If the NAT_DETECTION_DESTINATION_IP payload received does not match the hash of the destination IP and port found from the IP header of the packet containing the payload, it means that this end is behind a NAT. In this case, this end SHOULD start sending keepalive packets as explained in [Hutt05]. The IKE initiator MUST check these payloads if present and if they do not match the addresses in the outer packet MUST tunnel all future IKE and ESP packets associated with this IKE_SA over UDP port 4500. To tunnel IKE packets over UDP port 4500, the IKE header has four octets of zero prepended and the result immediately follows the UDP header. To tunnel ESP packets over UDP port 4500, the ESP header immediately follows the UDP header. Since the first four bytes of the ESP header contain the SPI, and the SPI cannot validly be zero, it is always possible to distinguish ESP and IKE messages. The original source and destination IP address required for the transport mode TCP and UDP packet checksum fixup (see [Hutt05]) are obtained from the Traffic Selectors associated with the exchange. In the case of NAT traversal, the Traffic Selectors MUST contain exactly one IP address, which is then used as the original IP address. There are cases where a NAT box decides to remove mappings that are still alive (for example, the keepalive interval is too long, or the NAT box is rebooted). To recover in these cases, hosts that are not behind a NAT SHOULD send all packets (including retransmission packets) to the IP address and port from the last valid authenticated packet from the other end (i.e., dynamically update the address). A host behind a NAT SHOULD NOT do this because it opens a DoS attack possibility. Any authenticated IKE packet or any authenticated UDP-encapsulated ESP packet can be used to detect that the IP address or the port has changed. Note that similar but probably not identical actions will likely be needed to make IKE work with Mobile IP, but such processing is not addressed by this document.2.24. Explicit Congestion Notification (ECN)

**Data listing:**
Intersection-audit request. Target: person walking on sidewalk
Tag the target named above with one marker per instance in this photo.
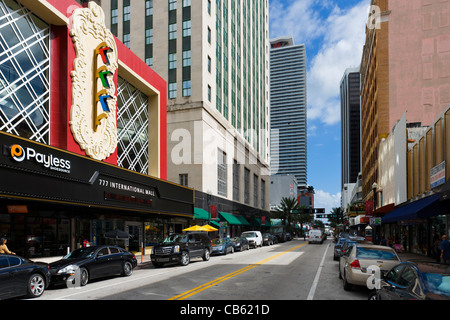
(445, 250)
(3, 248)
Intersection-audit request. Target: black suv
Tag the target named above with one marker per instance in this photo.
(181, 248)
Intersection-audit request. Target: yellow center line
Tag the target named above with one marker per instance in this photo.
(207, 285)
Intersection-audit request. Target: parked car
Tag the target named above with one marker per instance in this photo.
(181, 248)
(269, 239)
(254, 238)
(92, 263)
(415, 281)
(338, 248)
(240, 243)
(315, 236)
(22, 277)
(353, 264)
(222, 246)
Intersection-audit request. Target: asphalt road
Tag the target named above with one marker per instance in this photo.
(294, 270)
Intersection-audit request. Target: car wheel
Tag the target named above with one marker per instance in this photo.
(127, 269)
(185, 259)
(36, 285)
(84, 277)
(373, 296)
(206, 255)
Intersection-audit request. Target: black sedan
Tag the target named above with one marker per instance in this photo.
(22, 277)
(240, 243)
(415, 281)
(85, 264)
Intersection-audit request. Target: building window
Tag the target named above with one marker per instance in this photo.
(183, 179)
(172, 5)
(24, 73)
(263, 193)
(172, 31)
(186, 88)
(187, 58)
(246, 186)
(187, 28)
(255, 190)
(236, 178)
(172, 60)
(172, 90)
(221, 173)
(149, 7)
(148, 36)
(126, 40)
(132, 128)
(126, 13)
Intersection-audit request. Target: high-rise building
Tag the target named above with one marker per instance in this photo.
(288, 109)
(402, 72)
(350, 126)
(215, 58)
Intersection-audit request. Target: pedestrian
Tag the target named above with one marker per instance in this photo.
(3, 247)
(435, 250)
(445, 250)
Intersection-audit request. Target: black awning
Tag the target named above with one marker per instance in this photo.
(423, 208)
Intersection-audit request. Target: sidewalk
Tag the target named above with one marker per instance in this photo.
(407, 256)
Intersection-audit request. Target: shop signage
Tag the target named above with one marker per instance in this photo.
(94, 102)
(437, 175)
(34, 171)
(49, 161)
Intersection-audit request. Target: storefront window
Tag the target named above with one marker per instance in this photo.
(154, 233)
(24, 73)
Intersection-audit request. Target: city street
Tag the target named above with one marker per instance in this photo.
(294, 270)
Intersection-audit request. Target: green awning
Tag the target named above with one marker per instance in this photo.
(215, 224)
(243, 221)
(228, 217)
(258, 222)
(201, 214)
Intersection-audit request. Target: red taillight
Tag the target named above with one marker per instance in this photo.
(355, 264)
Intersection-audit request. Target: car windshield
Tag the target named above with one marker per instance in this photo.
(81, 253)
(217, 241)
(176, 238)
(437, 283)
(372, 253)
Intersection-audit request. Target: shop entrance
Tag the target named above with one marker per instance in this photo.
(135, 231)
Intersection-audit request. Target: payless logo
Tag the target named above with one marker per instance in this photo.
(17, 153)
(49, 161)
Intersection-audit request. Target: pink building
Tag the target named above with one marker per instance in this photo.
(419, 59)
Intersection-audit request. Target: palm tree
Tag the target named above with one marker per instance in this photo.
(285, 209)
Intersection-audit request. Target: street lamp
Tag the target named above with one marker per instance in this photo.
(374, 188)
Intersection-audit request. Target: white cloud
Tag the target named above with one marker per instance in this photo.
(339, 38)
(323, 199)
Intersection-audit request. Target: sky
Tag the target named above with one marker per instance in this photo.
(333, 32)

* * *

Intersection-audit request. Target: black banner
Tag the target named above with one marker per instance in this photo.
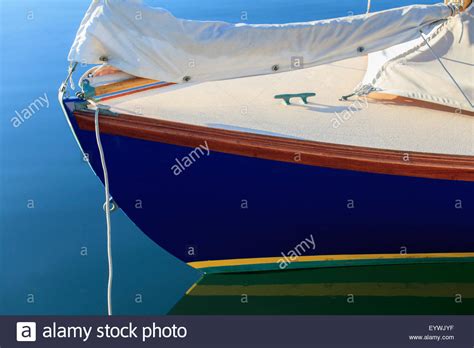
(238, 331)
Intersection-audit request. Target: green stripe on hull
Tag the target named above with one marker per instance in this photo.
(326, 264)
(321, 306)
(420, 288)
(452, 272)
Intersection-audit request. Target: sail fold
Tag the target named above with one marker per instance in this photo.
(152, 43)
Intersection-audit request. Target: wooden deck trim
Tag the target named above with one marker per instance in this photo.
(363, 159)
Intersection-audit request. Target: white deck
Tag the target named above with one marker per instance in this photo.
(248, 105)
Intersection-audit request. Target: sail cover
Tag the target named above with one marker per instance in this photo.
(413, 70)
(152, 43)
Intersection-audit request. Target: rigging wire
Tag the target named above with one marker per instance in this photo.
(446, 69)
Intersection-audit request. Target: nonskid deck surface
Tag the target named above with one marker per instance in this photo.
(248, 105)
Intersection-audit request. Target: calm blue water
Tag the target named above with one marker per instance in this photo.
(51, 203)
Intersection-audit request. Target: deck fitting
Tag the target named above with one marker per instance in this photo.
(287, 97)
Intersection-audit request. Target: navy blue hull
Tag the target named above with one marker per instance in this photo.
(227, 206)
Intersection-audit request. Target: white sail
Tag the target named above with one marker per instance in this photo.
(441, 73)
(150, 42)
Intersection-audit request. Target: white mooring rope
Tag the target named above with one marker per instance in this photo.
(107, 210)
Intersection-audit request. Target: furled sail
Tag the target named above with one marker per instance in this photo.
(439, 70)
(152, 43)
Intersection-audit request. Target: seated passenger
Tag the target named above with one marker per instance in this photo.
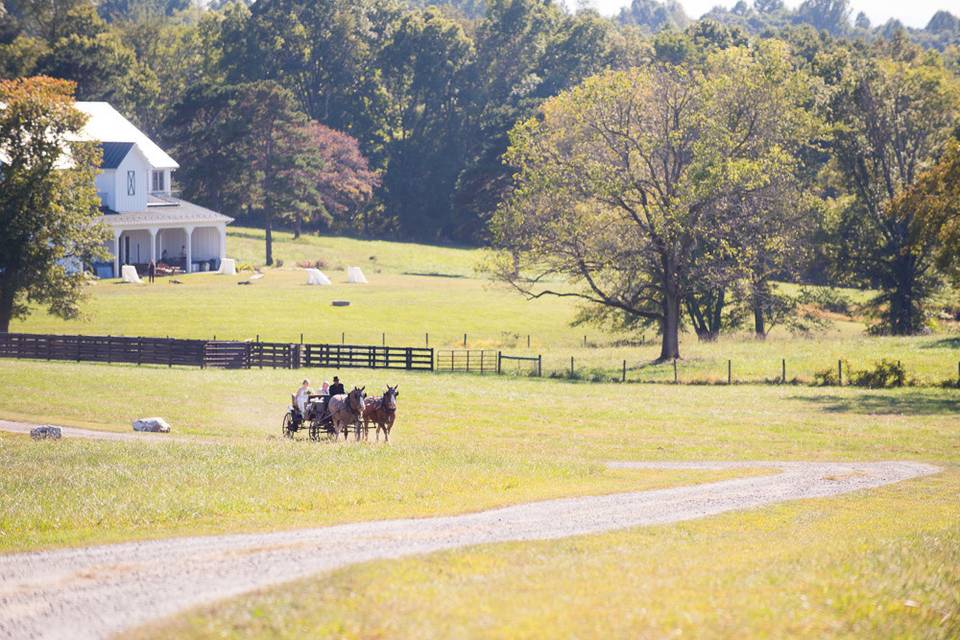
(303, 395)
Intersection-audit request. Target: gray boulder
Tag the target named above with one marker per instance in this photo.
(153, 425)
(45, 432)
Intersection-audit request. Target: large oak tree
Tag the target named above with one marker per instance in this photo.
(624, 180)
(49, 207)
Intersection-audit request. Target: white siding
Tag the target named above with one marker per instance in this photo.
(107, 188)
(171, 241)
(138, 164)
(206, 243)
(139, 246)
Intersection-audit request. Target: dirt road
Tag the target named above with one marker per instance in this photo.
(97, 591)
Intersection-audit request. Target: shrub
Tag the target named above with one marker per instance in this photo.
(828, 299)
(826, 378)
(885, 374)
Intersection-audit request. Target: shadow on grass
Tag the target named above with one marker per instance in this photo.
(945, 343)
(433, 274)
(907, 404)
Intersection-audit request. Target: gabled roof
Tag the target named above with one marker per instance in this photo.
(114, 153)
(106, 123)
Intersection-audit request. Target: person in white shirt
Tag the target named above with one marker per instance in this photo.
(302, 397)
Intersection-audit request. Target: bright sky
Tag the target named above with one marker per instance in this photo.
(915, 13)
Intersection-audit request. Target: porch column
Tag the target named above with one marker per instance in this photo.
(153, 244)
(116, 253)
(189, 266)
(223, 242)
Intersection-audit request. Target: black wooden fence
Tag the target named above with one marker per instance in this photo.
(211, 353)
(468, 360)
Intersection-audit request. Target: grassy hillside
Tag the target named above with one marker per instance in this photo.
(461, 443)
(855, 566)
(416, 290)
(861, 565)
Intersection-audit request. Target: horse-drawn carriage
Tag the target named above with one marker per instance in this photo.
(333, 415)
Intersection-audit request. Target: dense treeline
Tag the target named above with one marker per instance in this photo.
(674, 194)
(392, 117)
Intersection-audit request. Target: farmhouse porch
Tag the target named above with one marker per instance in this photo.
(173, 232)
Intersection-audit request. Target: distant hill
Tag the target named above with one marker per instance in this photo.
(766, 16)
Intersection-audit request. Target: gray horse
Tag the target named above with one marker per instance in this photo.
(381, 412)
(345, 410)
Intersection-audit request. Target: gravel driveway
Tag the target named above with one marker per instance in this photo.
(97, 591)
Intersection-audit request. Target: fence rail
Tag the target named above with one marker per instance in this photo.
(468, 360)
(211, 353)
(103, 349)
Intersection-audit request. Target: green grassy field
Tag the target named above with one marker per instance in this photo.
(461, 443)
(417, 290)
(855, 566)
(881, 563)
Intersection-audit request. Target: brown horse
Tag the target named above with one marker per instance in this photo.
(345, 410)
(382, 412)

* * *

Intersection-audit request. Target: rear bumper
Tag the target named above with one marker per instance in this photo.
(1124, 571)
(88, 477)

**Work instruction 1:** Using the IKE NAT traversal passage, list every requirement stated with the word "MUST", not counting those stated with "SHOULD" or "SHOULD NOT".
**Work instruction 2:** Resume the IKE NAT traversal passage after its last line by writing the opening paragraph of the section headed "2.24. Explicit Congestion Notification (ECN)".

**Task result 1:**
- The IKE initiator MUST check the NAT detection payloads if they are present.
- If those payloads do not match the addresses in the outer packet, the initiator MUST tunnel all future IKE and ESP packets associated with this IKE_SA over UDP port 4500.
- In the case of NAT traversal, the Traffic Selectors MUST contain exactly one IP address, which is then used as the original IP address.

**Task result 2:**
When IPsec tunnels behave as originally specified in [RFC2401], ECN usage is not appropriate for the outer IP headers because tunnel decapsulation processing discards ECN congestion indications to the detriment of the network. ECN support for IPsec tunnels for IKEv1- based IPsec requires multiple operating modes and negotiation (see
[RFC3168]). IKEv2 simplifies this situation by requiring that ECN be usable in the outer IP headers of all tunnel-mode IPsec SAs created by IKEv2. Specifically, tunnel encapsulators and decapsulators for all tunnel-mode SAs created by IKEv2 MUST support the ECN full- functionality option for tunnels specified in [RFC3168] and MUST implement the tunnel encapsulation and decapsulation processing specified in [RFC4301] to prevent discarding of ECN congestion indications.